__Supplied material__.
★ ★ ★ ★ ★ ★ ★
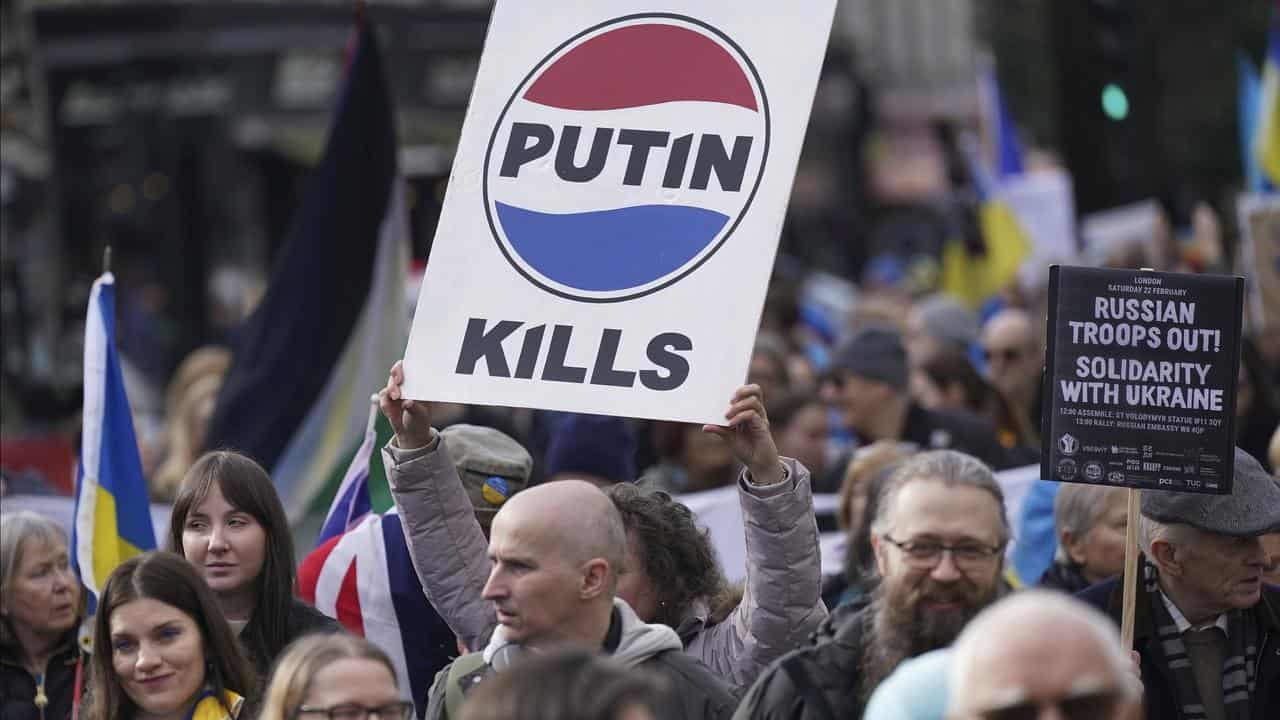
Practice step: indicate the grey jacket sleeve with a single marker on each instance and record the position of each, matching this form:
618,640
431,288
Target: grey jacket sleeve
★ ★ ★ ★ ★ ★ ★
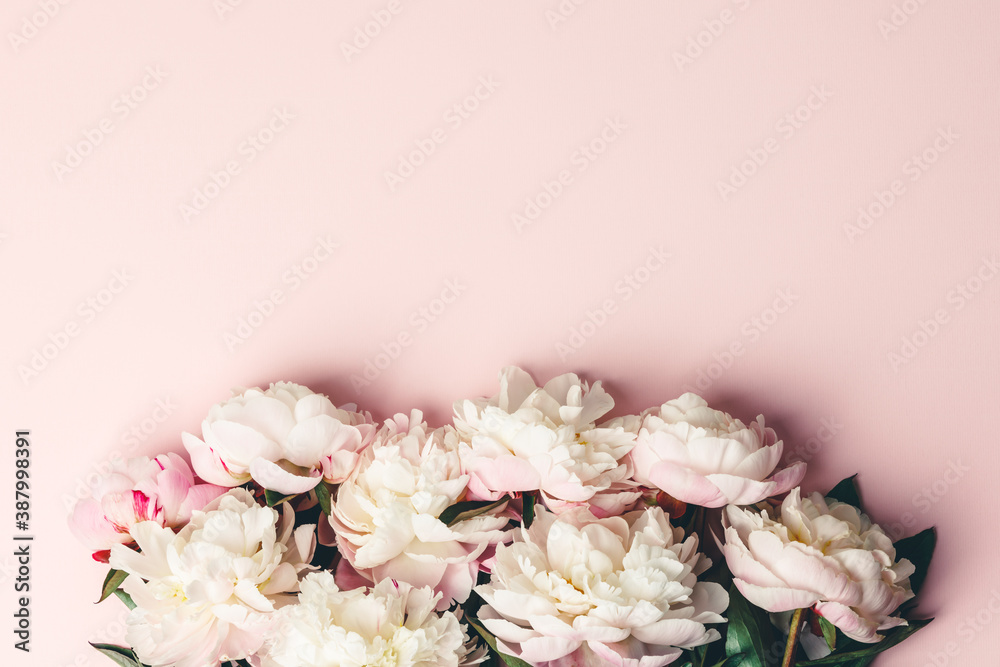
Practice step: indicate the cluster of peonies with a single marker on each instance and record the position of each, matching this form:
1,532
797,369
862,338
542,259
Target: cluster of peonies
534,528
★ ★ ★ ★ ★ ★ ★
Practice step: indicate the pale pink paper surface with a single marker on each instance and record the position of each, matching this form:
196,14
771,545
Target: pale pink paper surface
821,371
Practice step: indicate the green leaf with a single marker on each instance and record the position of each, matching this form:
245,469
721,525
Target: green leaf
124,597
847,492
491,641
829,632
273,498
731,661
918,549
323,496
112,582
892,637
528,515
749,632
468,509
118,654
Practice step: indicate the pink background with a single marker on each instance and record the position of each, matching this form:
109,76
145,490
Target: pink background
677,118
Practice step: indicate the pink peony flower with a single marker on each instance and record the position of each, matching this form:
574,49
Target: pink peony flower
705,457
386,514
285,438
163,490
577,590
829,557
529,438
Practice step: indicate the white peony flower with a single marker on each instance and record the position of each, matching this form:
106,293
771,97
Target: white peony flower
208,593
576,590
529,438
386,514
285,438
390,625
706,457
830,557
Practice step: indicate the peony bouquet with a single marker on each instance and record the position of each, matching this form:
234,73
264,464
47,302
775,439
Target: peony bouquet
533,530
★ ★ ★ ★ ★ ★ ★
__Task__.
Extract every line from the entries above that contains the word "surface". Matches are case-sensitive.

__Output below__.
Practice step: indicate the pale pink paper surface with a single marker on each instance and record the position of each, matching this form:
Target: pale pink paper surface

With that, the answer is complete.